▶ DOCUMENT SECTION:
===

A Roadmap for Successful Government Operations During COVID-19

Categories: The Insider, Coronavirus

Even though the United States has the world’s highest numbers of coronavirus cases and deaths, the federal government has remained open throughout the outbreak. The Department of Homeland Security, the Bureau of Prisons, the Department of Veterans Affairs, and various other departments, agencies and components our members have worked bravely and courageously throughout the pandemic, most on the front lines at their regular duty stations, with many others working remotely to carry out the missions of their agencies.  

We don’t have firm data on how many federal workers have contracted the virus and died, but the data we do have indicates that at least 45 civilian federal workers have died from COVID-19: 30 at the VA, 5 at the Defense Department, 6 at the Transportation Security Administration, and 4 at the Food Safety and Inspection Service. Thousands have contracted the virus.  

Now that the federal government has started to resume full operations, more infections and deaths will be reported.

===

▶ WHAT IS NEEDED:
Reproduce the article on federal government operations during COVID-19 word for word, everything from "Categories: The Insider, Coronavirus" down to "of their agencies.". The data after this point is separate material, unrelated to the article on federal government operations during COVID-19.

▶ DATA SUPPLIED:
===

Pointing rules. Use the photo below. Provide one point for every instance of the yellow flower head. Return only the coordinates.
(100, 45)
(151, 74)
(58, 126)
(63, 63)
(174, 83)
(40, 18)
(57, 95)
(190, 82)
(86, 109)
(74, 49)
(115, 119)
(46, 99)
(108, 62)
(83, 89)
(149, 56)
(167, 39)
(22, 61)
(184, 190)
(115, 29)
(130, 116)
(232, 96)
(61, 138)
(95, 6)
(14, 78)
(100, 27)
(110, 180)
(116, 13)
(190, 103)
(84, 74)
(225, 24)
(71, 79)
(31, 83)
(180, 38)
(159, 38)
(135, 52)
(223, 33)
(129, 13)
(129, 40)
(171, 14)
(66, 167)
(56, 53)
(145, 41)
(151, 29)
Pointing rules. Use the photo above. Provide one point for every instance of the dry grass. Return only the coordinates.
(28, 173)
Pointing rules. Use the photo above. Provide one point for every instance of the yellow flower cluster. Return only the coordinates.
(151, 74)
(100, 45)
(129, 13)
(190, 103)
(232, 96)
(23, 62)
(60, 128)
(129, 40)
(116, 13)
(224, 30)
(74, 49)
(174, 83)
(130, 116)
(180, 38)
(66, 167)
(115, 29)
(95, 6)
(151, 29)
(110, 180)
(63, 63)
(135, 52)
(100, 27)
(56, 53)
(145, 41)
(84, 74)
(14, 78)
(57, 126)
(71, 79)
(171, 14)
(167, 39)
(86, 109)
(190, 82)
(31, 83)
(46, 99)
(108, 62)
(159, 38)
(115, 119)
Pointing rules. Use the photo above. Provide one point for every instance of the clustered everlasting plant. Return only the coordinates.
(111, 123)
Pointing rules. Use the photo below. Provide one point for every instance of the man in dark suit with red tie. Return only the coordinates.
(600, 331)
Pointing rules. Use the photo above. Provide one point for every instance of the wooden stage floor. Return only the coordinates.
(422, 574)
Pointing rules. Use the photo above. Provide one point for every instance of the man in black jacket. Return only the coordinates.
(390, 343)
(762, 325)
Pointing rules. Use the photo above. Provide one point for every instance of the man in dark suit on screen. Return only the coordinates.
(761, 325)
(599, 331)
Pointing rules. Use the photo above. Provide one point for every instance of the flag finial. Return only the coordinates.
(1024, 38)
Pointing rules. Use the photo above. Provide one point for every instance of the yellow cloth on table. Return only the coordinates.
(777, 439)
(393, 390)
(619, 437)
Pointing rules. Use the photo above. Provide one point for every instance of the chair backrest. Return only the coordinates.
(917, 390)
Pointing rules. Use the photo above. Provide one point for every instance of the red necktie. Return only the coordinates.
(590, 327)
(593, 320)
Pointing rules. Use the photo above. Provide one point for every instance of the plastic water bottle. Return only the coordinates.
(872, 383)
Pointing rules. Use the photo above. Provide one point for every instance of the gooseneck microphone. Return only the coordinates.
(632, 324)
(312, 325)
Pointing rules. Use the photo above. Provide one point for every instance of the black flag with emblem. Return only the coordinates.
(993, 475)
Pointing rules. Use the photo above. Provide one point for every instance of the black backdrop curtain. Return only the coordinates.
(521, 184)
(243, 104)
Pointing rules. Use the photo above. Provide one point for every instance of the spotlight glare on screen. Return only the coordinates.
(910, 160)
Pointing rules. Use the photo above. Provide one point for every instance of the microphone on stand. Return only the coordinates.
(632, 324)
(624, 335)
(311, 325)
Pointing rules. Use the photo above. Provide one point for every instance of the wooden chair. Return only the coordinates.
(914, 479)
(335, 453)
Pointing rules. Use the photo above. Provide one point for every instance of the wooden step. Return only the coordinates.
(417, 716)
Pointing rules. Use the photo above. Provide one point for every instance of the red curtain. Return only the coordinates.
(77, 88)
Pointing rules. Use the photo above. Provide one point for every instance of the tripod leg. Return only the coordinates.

===

▶ ANSWER AREA:
Categories: The Insider, Coronavirus

Even though the United States has the world’s highest numbers of coronavirus cases and deaths, the federal government has remained open throughout the outbreak. The Department of Homeland Security, the Bureau of Prisons, the Department of Veterans Affairs, and various other departments, agencies and components our members have worked bravely and courageously throughout the pandemic, most on the front lines at their regular duty stations, with many others working remotely to carry out the missions of their agencies.